WRITTEN EXERCISE >> Reproduce each of the items below word for word, keeping them in the order they appear.
=-=-=-=-=
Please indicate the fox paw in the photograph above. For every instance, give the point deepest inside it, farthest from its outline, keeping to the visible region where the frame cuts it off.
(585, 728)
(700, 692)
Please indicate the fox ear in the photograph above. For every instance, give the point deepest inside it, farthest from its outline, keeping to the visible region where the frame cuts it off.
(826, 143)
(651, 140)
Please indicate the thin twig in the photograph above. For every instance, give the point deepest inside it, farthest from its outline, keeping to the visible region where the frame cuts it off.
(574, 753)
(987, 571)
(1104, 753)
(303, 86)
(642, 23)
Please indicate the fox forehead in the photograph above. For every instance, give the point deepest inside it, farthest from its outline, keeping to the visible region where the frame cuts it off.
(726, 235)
=-=-=-=-=
COMPLETE OUTPUT >>
Please indicate the fox paw in the photograph above. For every instance, give the point deepest inside it, farthest from its outline, keeping to the visible region where the frame cuts it off.
(585, 728)
(700, 692)
Please indicate the fox ear in the photograph above. For every instance, give the point deepest inside it, farthest from its outline, keeping to the visible region where the frame cuts it off.
(826, 143)
(651, 140)
Please indicate the thin twig in the photograph above. For every instance, give the point deepest inside it, farthest from its outline, keeping to the visible region where the frame cuts it off.
(574, 753)
(987, 571)
(1104, 753)
(303, 86)
(642, 23)
Please indicate the fox forehead in the photograph above. For every instance, give the point deepest inside it, farthest from its outline, keeping to the visible region where the frame cuts it off.
(726, 235)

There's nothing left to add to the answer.